DIRECTIONS FOR THIS TASK:
Where the data below begins, start duplicating lines exactly, and finish with the line containing "Target: tree limb"; add nothing else. Leave the pictures out.

Records from a data source:

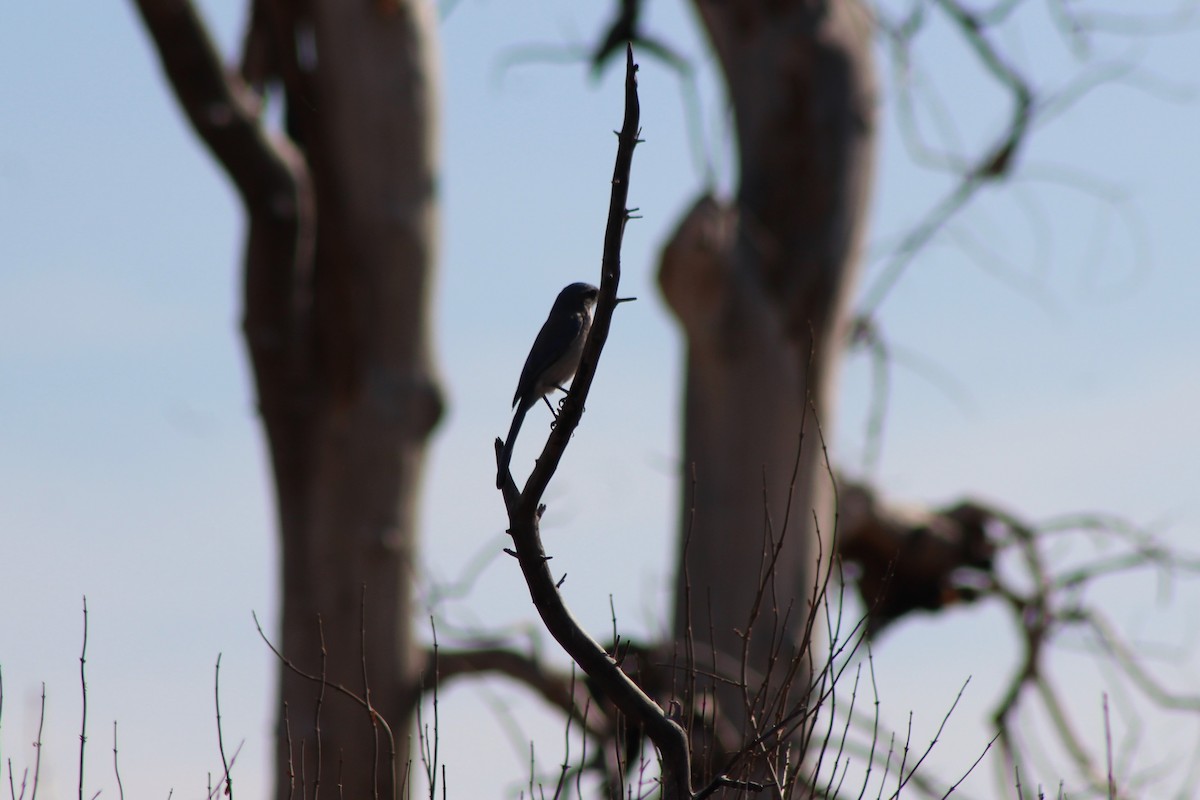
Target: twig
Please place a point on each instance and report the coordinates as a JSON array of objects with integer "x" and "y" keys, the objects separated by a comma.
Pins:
[
  {"x": 117, "y": 769},
  {"x": 225, "y": 762},
  {"x": 525, "y": 509},
  {"x": 321, "y": 680},
  {"x": 83, "y": 685}
]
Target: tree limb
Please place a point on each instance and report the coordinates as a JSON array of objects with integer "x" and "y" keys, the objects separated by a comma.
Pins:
[{"x": 525, "y": 509}]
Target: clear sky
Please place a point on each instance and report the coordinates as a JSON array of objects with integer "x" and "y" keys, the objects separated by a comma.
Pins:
[{"x": 1060, "y": 331}]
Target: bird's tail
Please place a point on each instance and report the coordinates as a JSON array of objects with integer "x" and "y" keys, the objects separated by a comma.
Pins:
[{"x": 507, "y": 453}]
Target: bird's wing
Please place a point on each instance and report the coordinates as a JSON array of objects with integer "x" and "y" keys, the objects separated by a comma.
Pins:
[{"x": 553, "y": 340}]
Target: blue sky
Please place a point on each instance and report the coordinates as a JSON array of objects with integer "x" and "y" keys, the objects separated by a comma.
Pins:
[{"x": 1066, "y": 374}]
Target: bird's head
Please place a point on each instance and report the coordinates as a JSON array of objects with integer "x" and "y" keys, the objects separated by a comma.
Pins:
[{"x": 577, "y": 296}]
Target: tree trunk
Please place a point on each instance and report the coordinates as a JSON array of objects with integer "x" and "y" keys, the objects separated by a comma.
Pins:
[
  {"x": 761, "y": 289},
  {"x": 339, "y": 263},
  {"x": 348, "y": 428}
]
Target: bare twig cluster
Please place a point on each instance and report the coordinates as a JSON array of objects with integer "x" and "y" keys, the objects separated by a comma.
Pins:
[{"x": 909, "y": 561}]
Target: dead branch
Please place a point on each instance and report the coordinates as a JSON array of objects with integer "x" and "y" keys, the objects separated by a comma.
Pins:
[{"x": 525, "y": 509}]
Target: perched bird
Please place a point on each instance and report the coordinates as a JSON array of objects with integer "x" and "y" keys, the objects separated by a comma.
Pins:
[{"x": 552, "y": 360}]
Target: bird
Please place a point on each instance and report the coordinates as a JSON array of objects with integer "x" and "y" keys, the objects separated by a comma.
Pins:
[{"x": 552, "y": 360}]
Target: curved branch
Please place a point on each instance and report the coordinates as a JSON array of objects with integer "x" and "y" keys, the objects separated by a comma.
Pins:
[
  {"x": 525, "y": 509},
  {"x": 557, "y": 689}
]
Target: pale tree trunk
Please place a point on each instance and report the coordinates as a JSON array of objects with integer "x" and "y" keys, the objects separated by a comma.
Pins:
[
  {"x": 761, "y": 287},
  {"x": 339, "y": 268}
]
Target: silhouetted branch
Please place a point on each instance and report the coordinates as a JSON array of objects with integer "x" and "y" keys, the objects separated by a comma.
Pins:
[{"x": 525, "y": 507}]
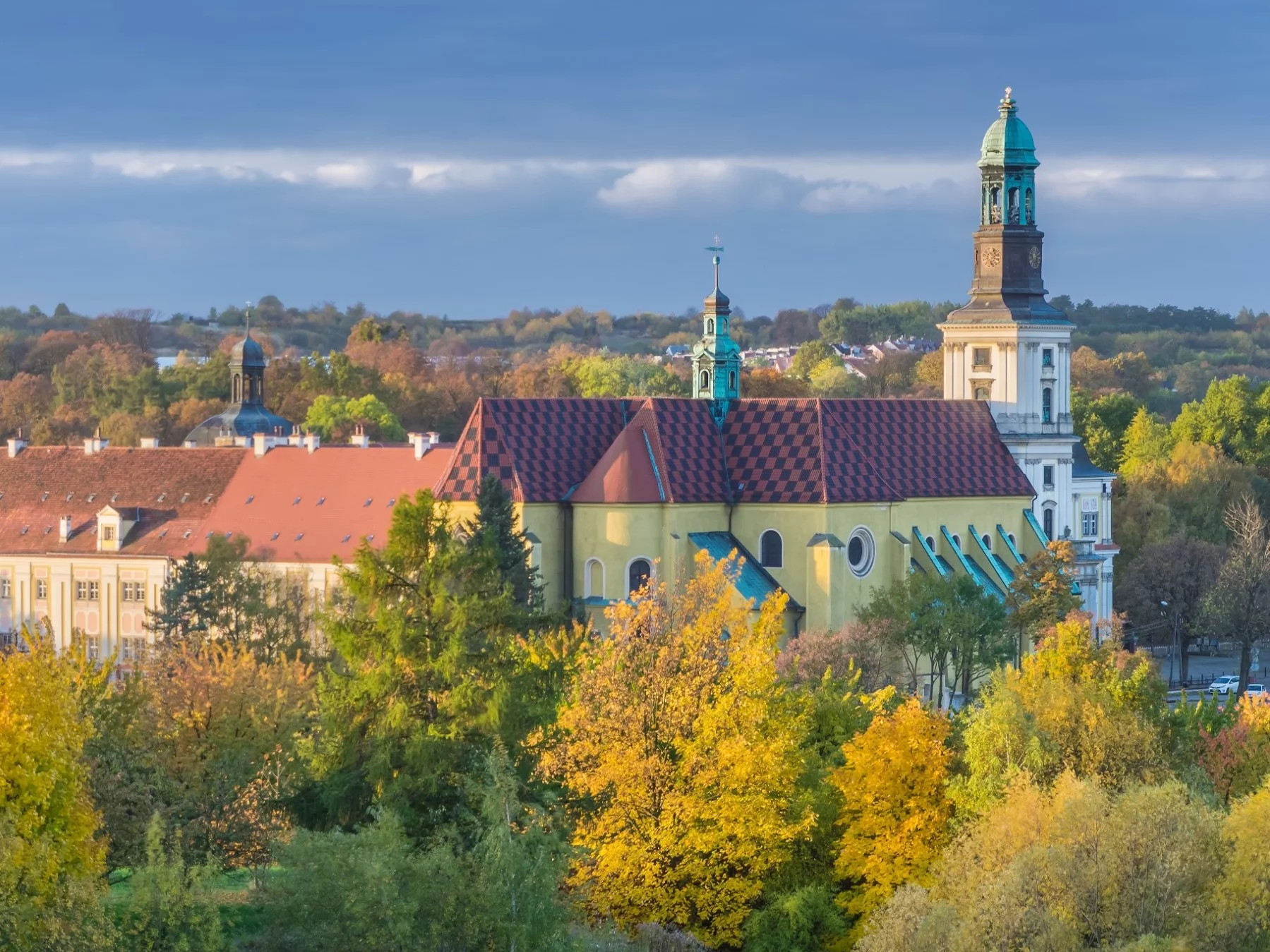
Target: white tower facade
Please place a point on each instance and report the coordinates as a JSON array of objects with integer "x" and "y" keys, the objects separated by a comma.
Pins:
[{"x": 1011, "y": 348}]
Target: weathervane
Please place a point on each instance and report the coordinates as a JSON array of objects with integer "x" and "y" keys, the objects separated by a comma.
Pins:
[{"x": 717, "y": 249}]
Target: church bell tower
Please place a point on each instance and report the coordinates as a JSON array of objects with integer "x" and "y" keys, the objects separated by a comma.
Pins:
[
  {"x": 717, "y": 357},
  {"x": 1010, "y": 348}
]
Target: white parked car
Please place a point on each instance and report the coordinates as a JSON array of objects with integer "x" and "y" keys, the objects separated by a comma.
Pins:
[{"x": 1225, "y": 685}]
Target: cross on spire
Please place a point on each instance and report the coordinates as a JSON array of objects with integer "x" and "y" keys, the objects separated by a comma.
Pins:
[{"x": 718, "y": 251}]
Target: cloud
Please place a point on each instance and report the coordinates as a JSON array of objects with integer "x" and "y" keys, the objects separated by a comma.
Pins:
[{"x": 820, "y": 184}]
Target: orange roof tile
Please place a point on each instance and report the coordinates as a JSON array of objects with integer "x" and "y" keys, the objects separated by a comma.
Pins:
[
  {"x": 301, "y": 507},
  {"x": 168, "y": 490}
]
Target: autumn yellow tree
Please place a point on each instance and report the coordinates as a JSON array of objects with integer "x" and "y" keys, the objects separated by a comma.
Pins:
[
  {"x": 50, "y": 853},
  {"x": 1041, "y": 593},
  {"x": 1074, "y": 705},
  {"x": 894, "y": 807},
  {"x": 225, "y": 728},
  {"x": 680, "y": 750}
]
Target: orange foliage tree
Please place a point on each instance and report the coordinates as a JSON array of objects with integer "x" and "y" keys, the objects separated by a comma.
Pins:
[{"x": 680, "y": 750}]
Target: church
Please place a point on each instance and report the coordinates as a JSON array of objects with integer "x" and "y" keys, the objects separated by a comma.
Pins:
[{"x": 825, "y": 500}]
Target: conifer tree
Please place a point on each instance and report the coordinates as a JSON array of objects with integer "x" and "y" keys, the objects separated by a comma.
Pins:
[{"x": 496, "y": 529}]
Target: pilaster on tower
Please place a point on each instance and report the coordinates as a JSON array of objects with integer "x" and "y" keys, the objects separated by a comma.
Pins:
[{"x": 717, "y": 357}]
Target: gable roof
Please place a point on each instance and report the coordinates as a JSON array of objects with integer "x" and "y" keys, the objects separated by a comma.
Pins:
[
  {"x": 301, "y": 507},
  {"x": 169, "y": 491},
  {"x": 770, "y": 451}
]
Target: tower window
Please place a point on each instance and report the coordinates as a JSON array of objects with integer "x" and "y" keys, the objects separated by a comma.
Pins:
[
  {"x": 637, "y": 575},
  {"x": 771, "y": 550}
]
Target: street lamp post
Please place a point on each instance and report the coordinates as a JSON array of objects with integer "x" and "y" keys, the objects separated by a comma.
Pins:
[{"x": 1173, "y": 644}]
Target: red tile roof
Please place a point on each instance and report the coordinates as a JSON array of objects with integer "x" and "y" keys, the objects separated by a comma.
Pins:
[
  {"x": 301, "y": 507},
  {"x": 170, "y": 489}
]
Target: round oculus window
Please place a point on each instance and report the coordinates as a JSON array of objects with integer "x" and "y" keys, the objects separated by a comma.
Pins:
[{"x": 860, "y": 553}]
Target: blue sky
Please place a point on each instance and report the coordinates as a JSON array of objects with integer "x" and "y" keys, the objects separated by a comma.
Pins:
[{"x": 470, "y": 157}]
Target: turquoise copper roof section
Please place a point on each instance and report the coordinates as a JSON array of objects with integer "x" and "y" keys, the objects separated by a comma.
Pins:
[
  {"x": 1009, "y": 141},
  {"x": 753, "y": 582}
]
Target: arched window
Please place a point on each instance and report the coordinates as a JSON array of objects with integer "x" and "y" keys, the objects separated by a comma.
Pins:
[
  {"x": 771, "y": 550},
  {"x": 594, "y": 579},
  {"x": 637, "y": 574}
]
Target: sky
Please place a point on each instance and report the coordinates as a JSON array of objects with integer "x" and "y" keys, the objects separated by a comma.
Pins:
[{"x": 473, "y": 157}]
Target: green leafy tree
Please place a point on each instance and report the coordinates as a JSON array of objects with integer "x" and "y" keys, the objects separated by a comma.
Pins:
[
  {"x": 429, "y": 640},
  {"x": 928, "y": 617},
  {"x": 497, "y": 531},
  {"x": 1041, "y": 593},
  {"x": 1238, "y": 605},
  {"x": 169, "y": 907},
  {"x": 337, "y": 418}
]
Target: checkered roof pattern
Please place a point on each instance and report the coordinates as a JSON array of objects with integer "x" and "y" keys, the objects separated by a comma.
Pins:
[{"x": 772, "y": 451}]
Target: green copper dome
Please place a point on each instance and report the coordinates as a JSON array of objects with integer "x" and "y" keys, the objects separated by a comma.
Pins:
[{"x": 1009, "y": 141}]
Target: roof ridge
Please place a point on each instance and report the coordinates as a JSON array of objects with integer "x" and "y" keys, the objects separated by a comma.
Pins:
[{"x": 865, "y": 457}]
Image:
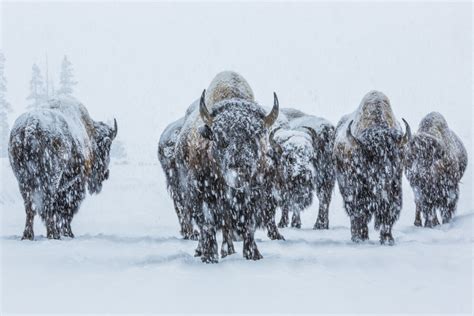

COMPLETED TASK:
Target: twig
Please place a point on each instance and report the coordinates as a JSON array of objects with integer "x" and "y" keys, the objects separated by a comma.
Pins:
[
  {"x": 117, "y": 769},
  {"x": 225, "y": 762},
  {"x": 525, "y": 509},
  {"x": 321, "y": 680},
  {"x": 83, "y": 685}
]
Target: tree limb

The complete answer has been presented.